* Aim *
Turn every line of all the records below into a numbered list, leaving out any blank lines.

— start of Rows —

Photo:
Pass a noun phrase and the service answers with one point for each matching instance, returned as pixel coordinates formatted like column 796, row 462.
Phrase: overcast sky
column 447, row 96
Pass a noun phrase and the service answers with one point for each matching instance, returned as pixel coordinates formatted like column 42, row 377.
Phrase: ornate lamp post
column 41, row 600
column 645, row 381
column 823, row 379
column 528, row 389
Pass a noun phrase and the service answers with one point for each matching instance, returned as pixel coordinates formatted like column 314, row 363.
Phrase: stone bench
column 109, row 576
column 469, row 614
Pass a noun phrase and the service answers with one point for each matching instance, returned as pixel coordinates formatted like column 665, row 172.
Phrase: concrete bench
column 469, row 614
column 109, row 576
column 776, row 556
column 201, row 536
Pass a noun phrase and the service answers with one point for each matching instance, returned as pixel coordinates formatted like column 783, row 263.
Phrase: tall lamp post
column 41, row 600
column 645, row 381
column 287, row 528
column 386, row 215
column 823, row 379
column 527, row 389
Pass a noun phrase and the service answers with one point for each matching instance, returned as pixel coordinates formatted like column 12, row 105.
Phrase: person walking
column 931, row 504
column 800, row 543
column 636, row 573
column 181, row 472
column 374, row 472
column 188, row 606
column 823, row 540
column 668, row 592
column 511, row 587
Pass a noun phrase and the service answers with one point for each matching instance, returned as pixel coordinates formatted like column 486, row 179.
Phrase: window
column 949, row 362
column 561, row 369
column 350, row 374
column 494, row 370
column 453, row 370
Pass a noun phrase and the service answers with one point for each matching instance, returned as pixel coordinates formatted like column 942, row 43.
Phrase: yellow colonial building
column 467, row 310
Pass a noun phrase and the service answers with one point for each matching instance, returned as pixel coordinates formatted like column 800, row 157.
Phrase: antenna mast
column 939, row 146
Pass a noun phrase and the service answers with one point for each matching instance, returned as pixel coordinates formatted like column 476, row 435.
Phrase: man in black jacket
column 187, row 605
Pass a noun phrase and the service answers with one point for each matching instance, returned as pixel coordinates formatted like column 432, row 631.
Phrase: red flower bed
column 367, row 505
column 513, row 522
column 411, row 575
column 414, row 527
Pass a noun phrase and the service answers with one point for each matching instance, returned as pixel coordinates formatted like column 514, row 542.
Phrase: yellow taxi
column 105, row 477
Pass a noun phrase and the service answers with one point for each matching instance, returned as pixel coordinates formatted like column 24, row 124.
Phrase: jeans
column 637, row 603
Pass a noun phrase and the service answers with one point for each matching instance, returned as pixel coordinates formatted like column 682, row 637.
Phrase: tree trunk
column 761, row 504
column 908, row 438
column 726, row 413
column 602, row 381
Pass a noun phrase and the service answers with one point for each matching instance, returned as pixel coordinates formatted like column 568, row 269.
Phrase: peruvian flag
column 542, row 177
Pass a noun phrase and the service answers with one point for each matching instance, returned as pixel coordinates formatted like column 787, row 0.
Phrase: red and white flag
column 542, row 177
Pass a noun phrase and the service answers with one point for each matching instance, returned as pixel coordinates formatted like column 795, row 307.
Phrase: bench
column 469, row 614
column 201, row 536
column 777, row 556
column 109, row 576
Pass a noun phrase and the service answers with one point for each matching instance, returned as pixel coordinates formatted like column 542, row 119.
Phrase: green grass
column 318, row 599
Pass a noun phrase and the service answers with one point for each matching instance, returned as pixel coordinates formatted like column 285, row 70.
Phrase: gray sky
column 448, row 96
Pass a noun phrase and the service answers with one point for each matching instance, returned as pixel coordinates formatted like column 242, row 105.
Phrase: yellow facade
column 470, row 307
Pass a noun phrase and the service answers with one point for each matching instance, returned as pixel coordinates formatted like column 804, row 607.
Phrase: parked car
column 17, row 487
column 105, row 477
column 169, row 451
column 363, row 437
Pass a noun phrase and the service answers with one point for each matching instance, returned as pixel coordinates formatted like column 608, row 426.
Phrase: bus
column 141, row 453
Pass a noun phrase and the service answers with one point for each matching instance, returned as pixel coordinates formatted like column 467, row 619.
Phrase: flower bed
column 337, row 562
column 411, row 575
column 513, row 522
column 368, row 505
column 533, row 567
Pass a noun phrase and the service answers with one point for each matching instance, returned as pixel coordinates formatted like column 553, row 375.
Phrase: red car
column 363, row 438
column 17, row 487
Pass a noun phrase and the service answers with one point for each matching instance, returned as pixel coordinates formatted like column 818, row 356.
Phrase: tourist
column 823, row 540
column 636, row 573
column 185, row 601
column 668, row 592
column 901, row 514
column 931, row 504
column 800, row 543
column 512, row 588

— end of Rows —

* Exercise answer *
1. Photo:
2. Pass a noun phrase and the service answers with one point for each matching instance, returned as pixel coordinates formatted like column 796, row 462.
3. Phrase: overcast sky
4. column 447, row 96
5. Pass a noun phrase and the service answers with one point for each matching instance, returned as pixel coordinates formatted like column 42, row 377.
6. Phrase: ornate lamp post
7. column 41, row 600
8. column 645, row 381
9. column 823, row 379
10. column 528, row 389
11. Pass a noun phrase and the service answers with one point for each matching instance, returned as pixel coordinates formatted like column 314, row 363.
12. Phrase: stone bench
13. column 109, row 576
14. column 469, row 614
15. Pass a noun phrase and the service answers with one point for each matching instance, returned as pixel coordinates formatted like column 665, row 172.
16. Phrase: concrete bench
17. column 469, row 614
18. column 109, row 576
19. column 776, row 556
20. column 201, row 536
21. Pass a noun phrase and the service answers with one point for each matching instance, returned as pixel coordinates formatted like column 783, row 263.
22. Phrase: tall lamp post
23. column 41, row 600
24. column 645, row 381
25. column 287, row 528
26. column 386, row 215
27. column 823, row 379
28. column 527, row 389
29. Pass a noun phrase and the service answers with one point for each matching instance, returned as pixel coordinates formatted like column 12, row 105.
30. Phrase: person walking
31. column 931, row 504
32. column 800, row 543
33. column 636, row 573
34. column 181, row 472
35. column 374, row 472
36. column 188, row 606
37. column 823, row 540
38. column 668, row 592
39. column 511, row 587
40. Pass a noun phrase and the service answers with one point for each matching instance, returned as pixel coordinates formatted like column 486, row 179.
41. Phrase: window
42. column 949, row 362
43. column 561, row 369
44. column 350, row 374
45. column 494, row 370
46. column 453, row 370
47. Pass a noun phrase and the service answers with one point for each matching instance, returned as pixel coordinates formatted like column 942, row 43.
48. Phrase: yellow colonial building
49. column 467, row 310
50. Pass a noun phrase and the service answers with one point for each matching instance, returned as pixel coordinates formatted like column 800, row 157.
51. Phrase: antenna mast
52. column 939, row 146
53. Pass a noun phrase and the service answers with one point for each matching instance, returned as pixel coordinates formatted like column 476, row 435.
54. Phrase: man in black jacket
55. column 187, row 605
56. Pass a noun phrase and the service answers with one point for each matching instance, returned as pixel coordinates formatted like column 432, row 631.
57. Phrase: red flower bed
58. column 367, row 505
59. column 513, row 522
60. column 411, row 575
61. column 414, row 527
62. Pass a noun phrase and the service answers with one point for each matching instance, returned as pixel coordinates formatted like column 514, row 542.
63. Phrase: yellow taxi
64. column 105, row 477
65. Pass a noun phrase and the service answers with one point for each matching instance, returned as pixel coordinates formatted like column 24, row 124.
66. Phrase: jeans
67. column 637, row 603
68. Pass a noun phrase and the service answers with one point for each matching instance, returned as pixel coordinates formatted like column 682, row 637.
69. Phrase: tree trunk
70. column 761, row 504
71. column 908, row 438
72. column 726, row 413
73. column 602, row 381
74. Pass a noun phrase and the service answers with one point for each matching instance, returned as pixel coordinates formatted like column 568, row 269.
75. Phrase: peruvian flag
76. column 542, row 177
77. Pass a noun phrase and the service answers with one point for each matching instance, returned as pixel coordinates formatted like column 787, row 0.
78. Phrase: red and white flag
79. column 542, row 177
80. Pass a noun phrase and the service answers with one point for each matching instance, returned as pixel coordinates formatted like column 795, row 307.
81. Phrase: bench
82. column 469, row 614
83. column 201, row 536
84. column 777, row 556
85. column 109, row 576
86. Pass a noun phrase and the service answers with one point for each matching instance, returned as pixel coordinates formatted like column 542, row 119.
87. Phrase: green grass
88. column 318, row 599
89. Pass a noun phrase and the service answers with one point for each matching instance, returned as pixel coordinates formatted like column 285, row 70.
90. Phrase: gray sky
91. column 448, row 96
92. Pass a noun phrase and the service answers with one point for each matching instance, returned as pixel coordinates formatted like column 242, row 105.
93. Phrase: yellow facade
94. column 470, row 307
95. Pass a noun phrase and the service answers with one point for each matching instance, returned as pixel coordinates formatted like column 804, row 607.
96. Phrase: parked car
97. column 17, row 487
98. column 105, row 477
99. column 169, row 451
100. column 363, row 437
101. Pass a noun phrase and the service answers with one point for each matching instance, returned as pixel coordinates formatted like column 608, row 426.
102. Phrase: bus
103. column 141, row 453
104. Pass a noun phrase and the service answers with one point for each matching instance, returned as pixel coordinates formatted like column 467, row 619.
105. Phrase: flower bed
106. column 337, row 562
107. column 411, row 575
108. column 513, row 522
109. column 368, row 505
110. column 533, row 567
111. Pass a noun phrase and the service answers with one point for each matching instance, returned as pixel coordinates formatted like column 553, row 375.
112. Phrase: red car
113. column 363, row 438
114. column 17, row 487
115. Pass a noun phrase and the service answers with one point for each matching instance, returned as pixel coordinates formatted like column 818, row 356.
116. Phrase: tourist
117. column 823, row 540
118. column 636, row 573
119. column 185, row 601
120. column 668, row 592
121. column 901, row 514
122. column 931, row 504
123. column 800, row 543
124. column 512, row 588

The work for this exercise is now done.